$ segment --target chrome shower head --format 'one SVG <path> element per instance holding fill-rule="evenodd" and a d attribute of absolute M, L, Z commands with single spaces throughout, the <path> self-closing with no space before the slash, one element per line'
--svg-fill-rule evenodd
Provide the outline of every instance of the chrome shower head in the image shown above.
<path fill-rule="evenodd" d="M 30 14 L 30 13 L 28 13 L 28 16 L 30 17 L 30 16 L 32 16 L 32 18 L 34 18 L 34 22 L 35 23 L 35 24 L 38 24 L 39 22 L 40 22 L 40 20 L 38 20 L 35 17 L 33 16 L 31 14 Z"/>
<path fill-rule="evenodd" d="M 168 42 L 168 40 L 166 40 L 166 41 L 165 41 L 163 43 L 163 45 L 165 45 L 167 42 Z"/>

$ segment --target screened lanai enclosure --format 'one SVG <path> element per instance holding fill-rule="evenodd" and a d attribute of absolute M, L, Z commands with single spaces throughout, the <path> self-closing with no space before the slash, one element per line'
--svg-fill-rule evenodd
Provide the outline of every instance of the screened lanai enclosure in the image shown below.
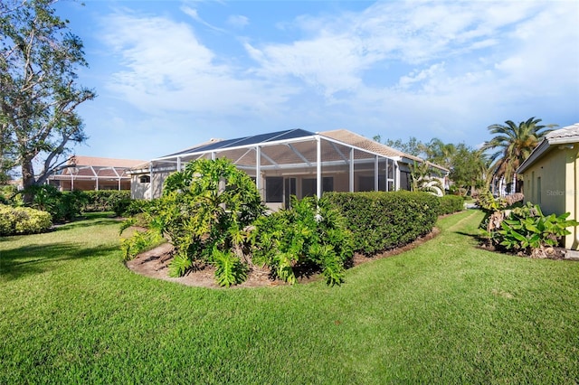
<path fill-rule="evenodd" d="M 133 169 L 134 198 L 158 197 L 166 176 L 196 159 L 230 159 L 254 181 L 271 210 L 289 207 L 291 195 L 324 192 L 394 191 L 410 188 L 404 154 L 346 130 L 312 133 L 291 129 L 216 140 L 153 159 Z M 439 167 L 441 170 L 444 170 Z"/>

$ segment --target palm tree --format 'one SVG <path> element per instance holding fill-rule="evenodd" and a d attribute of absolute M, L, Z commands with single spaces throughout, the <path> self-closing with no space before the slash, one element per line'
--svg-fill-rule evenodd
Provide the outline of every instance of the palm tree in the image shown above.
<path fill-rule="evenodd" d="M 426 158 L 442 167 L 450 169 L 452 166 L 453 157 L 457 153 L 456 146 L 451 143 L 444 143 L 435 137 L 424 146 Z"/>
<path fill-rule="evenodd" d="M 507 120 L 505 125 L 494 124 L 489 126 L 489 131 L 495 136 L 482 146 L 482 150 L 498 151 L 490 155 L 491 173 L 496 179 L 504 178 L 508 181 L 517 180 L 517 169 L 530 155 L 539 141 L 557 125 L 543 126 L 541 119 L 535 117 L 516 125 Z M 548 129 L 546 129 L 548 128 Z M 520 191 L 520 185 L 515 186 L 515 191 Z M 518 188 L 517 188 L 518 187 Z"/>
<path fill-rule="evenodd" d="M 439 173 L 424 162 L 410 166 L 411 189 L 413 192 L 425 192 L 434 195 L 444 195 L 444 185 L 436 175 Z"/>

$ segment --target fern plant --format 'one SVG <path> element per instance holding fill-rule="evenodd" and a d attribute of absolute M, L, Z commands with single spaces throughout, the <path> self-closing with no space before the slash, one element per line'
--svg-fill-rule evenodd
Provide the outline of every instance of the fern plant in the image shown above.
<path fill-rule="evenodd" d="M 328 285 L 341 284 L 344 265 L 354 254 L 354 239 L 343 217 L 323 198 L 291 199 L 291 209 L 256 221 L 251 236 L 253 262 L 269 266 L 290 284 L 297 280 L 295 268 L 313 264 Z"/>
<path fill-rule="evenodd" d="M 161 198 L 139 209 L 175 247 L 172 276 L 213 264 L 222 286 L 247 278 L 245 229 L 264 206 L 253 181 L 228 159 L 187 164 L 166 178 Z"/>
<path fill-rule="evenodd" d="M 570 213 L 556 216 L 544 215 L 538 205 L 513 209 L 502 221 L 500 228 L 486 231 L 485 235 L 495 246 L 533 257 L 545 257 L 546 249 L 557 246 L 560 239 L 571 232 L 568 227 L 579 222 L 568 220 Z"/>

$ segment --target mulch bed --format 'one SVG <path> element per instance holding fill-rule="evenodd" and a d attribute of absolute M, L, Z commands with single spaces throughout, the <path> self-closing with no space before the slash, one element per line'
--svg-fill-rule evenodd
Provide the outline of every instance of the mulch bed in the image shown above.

## [What needs to be done]
Copy the listing above line for line without changing any character, and omit the pictures from your copy.

## [Solution to this exercise]
$ segment --target chrome shower head --format 'one SVG <path> element per instance holding fill-rule="evenodd" and a d attribute of absolute M, L, Z commands with single spaces throughout, the <path> self-closing with no space before the slash, one element per line'
--svg-fill-rule evenodd
Provide the outline of every instance of the chrome shower head in the image shown above.
<path fill-rule="evenodd" d="M 30 14 L 30 13 L 28 13 L 28 16 L 30 17 L 30 16 L 32 16 L 32 18 L 34 18 L 34 22 L 35 23 L 35 24 L 38 24 L 39 22 L 40 22 L 40 20 L 38 20 L 35 17 L 33 16 L 31 14 Z"/>
<path fill-rule="evenodd" d="M 168 42 L 168 40 L 166 40 L 166 41 L 165 41 L 163 43 L 163 45 L 165 45 L 167 42 Z"/>

$ segment --target screened lanai enclosure --format 'one SVG <path> element per instance holding fill-rule="evenodd" and a d attribute of absolute M, L, Z commands with single spaces throughout, the <path> self-closing with no space before the slash, one element per line'
--svg-fill-rule evenodd
Provide the outline of every instance of the screened lanai enclosure in the image shown below.
<path fill-rule="evenodd" d="M 133 169 L 134 198 L 158 197 L 166 176 L 196 159 L 230 159 L 254 181 L 271 210 L 289 207 L 291 195 L 324 192 L 394 191 L 410 188 L 404 154 L 346 130 L 312 133 L 291 129 L 216 140 L 153 159 Z M 439 167 L 441 170 L 444 170 Z"/>

$ segment --target palm tree --format 'one SVG <path> element per instance holding fill-rule="evenodd" and a d attribute of absolute M, L, Z commands with single spaces throughout, the <path> self-closing with no space before the slash, one element per line'
--svg-fill-rule evenodd
Provide the outline of every instance of the palm tree in the image shown above.
<path fill-rule="evenodd" d="M 426 158 L 442 167 L 450 169 L 452 166 L 453 157 L 457 153 L 456 146 L 451 143 L 444 143 L 435 137 L 424 146 Z"/>
<path fill-rule="evenodd" d="M 507 120 L 505 125 L 494 124 L 489 126 L 489 131 L 495 136 L 482 146 L 482 150 L 498 151 L 490 155 L 491 173 L 496 179 L 504 178 L 508 181 L 517 180 L 517 169 L 530 155 L 539 141 L 557 125 L 543 126 L 541 119 L 535 117 L 516 125 Z M 548 129 L 546 129 L 548 128 Z M 520 191 L 520 185 L 515 186 L 515 191 Z M 518 188 L 517 188 L 518 187 Z"/>
<path fill-rule="evenodd" d="M 439 173 L 424 162 L 410 166 L 411 189 L 413 192 L 425 192 L 434 195 L 444 195 L 444 185 L 436 175 Z"/>

$ segment --target fern plant --format 'one SVG <path> element per instance holding fill-rule="evenodd" and a d attribute of absolute M, L, Z commands with single spaces throughout, the <path> self-closing with no space before the slash, one element per line'
--svg-fill-rule evenodd
Provide the outline of every instance of the fern plant in the image shown above.
<path fill-rule="evenodd" d="M 328 285 L 341 284 L 344 265 L 354 254 L 354 239 L 343 217 L 323 198 L 291 199 L 291 209 L 256 221 L 251 236 L 253 262 L 269 266 L 290 284 L 297 280 L 295 268 L 313 264 Z"/>
<path fill-rule="evenodd" d="M 161 198 L 139 209 L 175 247 L 172 276 L 213 264 L 222 286 L 247 278 L 245 229 L 264 206 L 253 181 L 228 159 L 187 164 L 166 178 Z"/>
<path fill-rule="evenodd" d="M 570 213 L 556 216 L 544 215 L 538 205 L 513 209 L 502 221 L 500 228 L 486 231 L 485 235 L 495 246 L 533 257 L 545 257 L 546 249 L 557 246 L 560 239 L 571 232 L 568 227 L 579 222 L 568 220 Z"/>

$ segment --target mulch bed --format 'one SVG <path> element per instance holding fill-rule="evenodd" and a d attribute of absolute M, L, Z commands with single spaces throughout, the <path> self-closing with no space before the slash, one element per line'
--svg-fill-rule evenodd
Provide the outline of every instance of the mulch bed in the image shown above.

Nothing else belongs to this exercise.